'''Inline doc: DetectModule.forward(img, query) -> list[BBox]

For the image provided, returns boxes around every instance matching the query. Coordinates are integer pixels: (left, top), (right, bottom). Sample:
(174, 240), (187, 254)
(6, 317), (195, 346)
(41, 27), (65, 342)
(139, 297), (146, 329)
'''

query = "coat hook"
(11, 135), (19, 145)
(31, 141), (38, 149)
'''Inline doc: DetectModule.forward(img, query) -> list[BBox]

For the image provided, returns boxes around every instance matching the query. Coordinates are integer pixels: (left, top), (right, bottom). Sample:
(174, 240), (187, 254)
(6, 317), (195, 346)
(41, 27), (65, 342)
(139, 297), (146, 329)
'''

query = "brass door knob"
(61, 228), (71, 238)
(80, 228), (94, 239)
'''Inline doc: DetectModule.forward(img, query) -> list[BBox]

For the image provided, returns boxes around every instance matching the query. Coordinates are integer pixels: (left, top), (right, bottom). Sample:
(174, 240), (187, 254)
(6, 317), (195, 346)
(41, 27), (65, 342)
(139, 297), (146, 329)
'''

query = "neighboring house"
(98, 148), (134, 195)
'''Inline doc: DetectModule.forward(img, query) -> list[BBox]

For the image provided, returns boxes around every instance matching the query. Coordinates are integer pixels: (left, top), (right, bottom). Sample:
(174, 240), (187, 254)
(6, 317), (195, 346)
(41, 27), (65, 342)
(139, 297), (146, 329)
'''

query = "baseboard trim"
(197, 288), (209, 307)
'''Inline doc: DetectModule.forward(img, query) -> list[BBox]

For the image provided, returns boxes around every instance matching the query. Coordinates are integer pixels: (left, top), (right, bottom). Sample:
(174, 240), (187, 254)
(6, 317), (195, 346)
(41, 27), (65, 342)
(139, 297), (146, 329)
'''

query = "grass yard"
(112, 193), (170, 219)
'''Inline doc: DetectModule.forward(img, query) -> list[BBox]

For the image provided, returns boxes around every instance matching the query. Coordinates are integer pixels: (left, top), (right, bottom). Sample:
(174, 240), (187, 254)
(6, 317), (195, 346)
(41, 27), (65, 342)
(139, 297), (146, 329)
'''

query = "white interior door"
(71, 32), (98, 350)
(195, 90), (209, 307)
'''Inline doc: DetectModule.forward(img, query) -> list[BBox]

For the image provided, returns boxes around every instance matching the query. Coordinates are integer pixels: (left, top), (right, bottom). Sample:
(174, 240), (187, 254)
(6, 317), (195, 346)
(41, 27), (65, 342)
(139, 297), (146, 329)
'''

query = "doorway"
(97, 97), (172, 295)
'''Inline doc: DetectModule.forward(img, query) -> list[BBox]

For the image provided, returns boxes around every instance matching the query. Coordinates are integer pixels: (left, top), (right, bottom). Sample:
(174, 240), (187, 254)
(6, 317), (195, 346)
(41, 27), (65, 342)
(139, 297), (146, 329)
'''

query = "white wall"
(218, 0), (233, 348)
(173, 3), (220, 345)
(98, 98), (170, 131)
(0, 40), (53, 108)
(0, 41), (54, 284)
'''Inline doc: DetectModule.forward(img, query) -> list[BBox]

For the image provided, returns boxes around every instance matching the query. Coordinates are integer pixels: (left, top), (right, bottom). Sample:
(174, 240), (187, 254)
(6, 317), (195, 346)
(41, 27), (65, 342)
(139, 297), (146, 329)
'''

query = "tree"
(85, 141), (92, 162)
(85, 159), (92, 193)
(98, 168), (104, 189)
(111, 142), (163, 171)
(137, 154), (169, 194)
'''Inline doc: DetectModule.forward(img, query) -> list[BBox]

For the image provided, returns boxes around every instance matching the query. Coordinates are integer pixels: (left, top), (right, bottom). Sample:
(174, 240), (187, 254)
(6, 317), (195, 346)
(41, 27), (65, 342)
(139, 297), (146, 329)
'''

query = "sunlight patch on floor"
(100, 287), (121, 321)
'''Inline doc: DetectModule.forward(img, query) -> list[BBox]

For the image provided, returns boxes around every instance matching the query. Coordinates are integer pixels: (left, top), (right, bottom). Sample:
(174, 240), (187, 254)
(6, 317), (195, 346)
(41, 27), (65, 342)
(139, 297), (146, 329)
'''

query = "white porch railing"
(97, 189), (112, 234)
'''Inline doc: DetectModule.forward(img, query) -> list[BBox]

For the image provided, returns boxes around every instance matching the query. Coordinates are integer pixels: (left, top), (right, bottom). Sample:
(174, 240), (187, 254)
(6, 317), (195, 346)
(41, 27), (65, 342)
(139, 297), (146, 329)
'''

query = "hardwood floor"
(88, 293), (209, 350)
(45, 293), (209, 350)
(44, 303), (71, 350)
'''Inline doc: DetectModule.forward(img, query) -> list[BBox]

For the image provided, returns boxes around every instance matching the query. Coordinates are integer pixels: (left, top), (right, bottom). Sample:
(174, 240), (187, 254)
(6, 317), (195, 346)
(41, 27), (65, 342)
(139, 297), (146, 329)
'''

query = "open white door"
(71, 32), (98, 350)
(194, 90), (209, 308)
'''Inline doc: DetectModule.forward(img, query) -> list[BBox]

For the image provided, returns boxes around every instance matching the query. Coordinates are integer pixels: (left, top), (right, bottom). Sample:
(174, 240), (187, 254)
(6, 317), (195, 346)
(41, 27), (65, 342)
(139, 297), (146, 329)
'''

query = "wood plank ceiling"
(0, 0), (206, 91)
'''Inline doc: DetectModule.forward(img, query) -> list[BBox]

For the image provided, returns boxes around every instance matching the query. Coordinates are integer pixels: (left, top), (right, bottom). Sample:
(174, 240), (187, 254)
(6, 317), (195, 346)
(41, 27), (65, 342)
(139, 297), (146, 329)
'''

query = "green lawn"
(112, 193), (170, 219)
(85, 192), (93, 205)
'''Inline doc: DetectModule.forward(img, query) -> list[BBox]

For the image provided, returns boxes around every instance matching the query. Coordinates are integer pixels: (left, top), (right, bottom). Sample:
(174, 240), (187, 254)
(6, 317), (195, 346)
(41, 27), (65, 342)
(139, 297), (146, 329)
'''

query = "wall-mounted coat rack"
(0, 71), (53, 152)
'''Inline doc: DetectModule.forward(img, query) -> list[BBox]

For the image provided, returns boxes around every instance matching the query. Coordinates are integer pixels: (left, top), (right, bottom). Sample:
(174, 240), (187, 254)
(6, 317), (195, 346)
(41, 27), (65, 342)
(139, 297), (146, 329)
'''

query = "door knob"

· · · · ·

All of the records must be repeated exactly.

'''Inline doc: DetectModule.forward(img, query) -> list[BBox]

For the image provided, returns boxes around every instance matching the query. Coordinates are integer pixels: (left, top), (right, bottom). Sample:
(174, 240), (187, 254)
(6, 317), (195, 346)
(41, 27), (65, 342)
(139, 297), (146, 329)
'''

query = "coat hook"
(11, 135), (19, 145)
(31, 141), (38, 149)
'''Inline doc: DetectModule.forward(img, query) -> list[BBox]

For the image provided, returns boxes around every instance matching the query. Coordinates are integer pixels: (left, top), (right, bottom). Sample:
(174, 240), (187, 254)
(6, 317), (195, 346)
(41, 27), (65, 342)
(139, 297), (146, 329)
'''

query = "brass door knob"
(61, 228), (71, 238)
(80, 228), (94, 239)
'''Inline doc: DetectModule.forward(img, query) -> list[BBox]

For the image provided, returns boxes around every instance matching the query. Coordinates are integer pixels: (left, top), (right, bottom). Sample:
(174, 240), (187, 254)
(6, 317), (195, 346)
(41, 27), (65, 342)
(139, 297), (146, 329)
'''

query = "neighboring house"
(98, 148), (134, 195)
'''Inline doc: DetectModule.forward(img, query) -> list[BBox]

For the image provided, returns boxes around every instance matching the query. Coordinates are integer pixels: (left, top), (right, bottom). Sample:
(174, 240), (187, 254)
(6, 317), (195, 346)
(41, 27), (65, 342)
(139, 297), (146, 329)
'''

query = "baseboard trim"
(197, 288), (209, 307)
'''Inline doc: DetectModule.forward(img, query) -> list[BBox]

For the image provided, returns boxes around every instance matching the query. Coordinates are integer pixels: (left, top), (right, bottom). Sample:
(174, 240), (187, 254)
(6, 317), (195, 346)
(41, 27), (65, 342)
(139, 297), (146, 329)
'''

query = "grass yard"
(112, 193), (170, 219)
'''Inline doc: DetectModule.forward(img, query) -> list[BBox]

For the image provided, returns boxes around every instance matching the query. Coordinates are integer pixels: (left, top), (right, bottom). Sample:
(174, 240), (187, 254)
(6, 317), (195, 346)
(41, 27), (65, 342)
(139, 297), (146, 329)
'''

query = "white interior door"
(71, 32), (98, 350)
(195, 90), (209, 307)
'''Inline doc: DetectModule.forward(img, query) -> list[BBox]

For the image provided, returns boxes around every instance matching the query. Coordinates are integer pixels: (left, top), (right, bottom). Sample:
(174, 240), (187, 254)
(6, 317), (195, 346)
(41, 27), (65, 342)
(139, 297), (146, 329)
'''

query = "doorway"
(97, 97), (172, 295)
'''Inline doc: DetectModule.forward(img, query) -> list[BBox]

For the image provided, returns boxes around every instance matching the query. Coordinates are integer pixels: (left, top), (right, bottom). Sample:
(174, 240), (187, 254)
(6, 317), (195, 346)
(41, 27), (65, 342)
(139, 297), (146, 329)
'''

query = "white wall"
(218, 0), (233, 348)
(173, 3), (220, 345)
(98, 98), (170, 131)
(0, 40), (53, 108)
(0, 41), (54, 284)
'''Inline doc: DetectModule.forward(img, query) -> list[BBox]

For the image provided, returns boxes around every instance matching the query. Coordinates are integer pixels: (left, top), (right, bottom). Sample:
(174, 240), (187, 254)
(6, 317), (195, 346)
(41, 27), (65, 342)
(139, 297), (146, 329)
'''

query = "tree"
(85, 141), (92, 162)
(85, 159), (92, 193)
(98, 168), (104, 189)
(111, 142), (163, 171)
(137, 154), (169, 194)
'''Inline doc: DetectModule.forward(img, query) -> list[BBox]

For the image provided, returns boxes around every instance matching the query. Coordinates are integer pixels: (left, top), (right, bottom). Sample:
(174, 240), (187, 254)
(6, 317), (195, 346)
(41, 27), (65, 342)
(139, 297), (146, 329)
'''

query = "sunlight patch on floor"
(100, 287), (121, 321)
'''Inline doc: DetectModule.forward(img, query) -> list[BBox]

For the image provided, returns boxes around every instance matching the query. Coordinates are integer pixels: (left, top), (right, bottom). Sample:
(174, 240), (187, 254)
(6, 317), (195, 346)
(41, 27), (65, 342)
(139, 297), (146, 329)
'''

query = "white porch railing"
(97, 189), (112, 234)
'''Inline doc: DetectModule.forward(img, query) -> list[BBox]

For the image provided, returns boxes around every instance matching the query. Coordinates are integer pixels: (left, top), (right, bottom). Sample:
(174, 240), (187, 254)
(6, 317), (195, 346)
(41, 27), (65, 342)
(139, 297), (146, 329)
'''

query = "hardwood floor"
(88, 293), (209, 350)
(45, 293), (209, 350)
(44, 303), (71, 350)
'''Inline doc: DetectModule.forward(img, query) -> list[BBox]

For the image provided, returns boxes around every instance matching the query. Coordinates are integer pixels: (left, top), (right, bottom). Sample:
(174, 240), (187, 254)
(6, 317), (195, 346)
(41, 27), (65, 342)
(139, 297), (146, 329)
'''

query = "open white door"
(71, 32), (98, 350)
(194, 90), (209, 308)
'''Inline doc: DetectModule.forward(img, query) -> list[BBox]

For the image provided, returns boxes around every instance matching the query. Coordinates are integer pixels: (left, top), (right, bottom). Sample:
(174, 240), (187, 254)
(6, 317), (195, 346)
(41, 27), (65, 342)
(139, 297), (146, 329)
'''

query = "wood plank ceiling"
(0, 0), (206, 91)
'''Inline doc: DetectModule.forward(img, query) -> list[BBox]

For the image provided, returns boxes around every instance matching the query. Coordinates are integer pixels: (left, top), (right, bottom). Sample:
(174, 240), (187, 254)
(6, 317), (195, 346)
(41, 27), (65, 342)
(139, 297), (146, 329)
'''

query = "green lawn"
(112, 193), (170, 219)
(85, 192), (93, 205)
'''Inline doc: DetectModule.forward(img, query) -> list[BBox]

For the image provided, returns boxes around every instance matching the query. Coordinates are integer pixels: (left, top), (right, bottom). Sample:
(174, 240), (187, 254)
(6, 317), (195, 346)
(41, 27), (65, 342)
(139, 297), (146, 329)
'''

query = "wall-mounted coat rack"
(0, 71), (53, 152)
'''Inline doc: DetectModule.forward(img, query) -> list[BBox]

For the image provided, returns boxes around every instance matching the query. Coordinates are integer pixels: (left, top), (right, bottom). Sample:
(174, 240), (187, 254)
(6, 317), (195, 346)
(41, 27), (65, 342)
(139, 297), (146, 329)
'''

query = "door knob"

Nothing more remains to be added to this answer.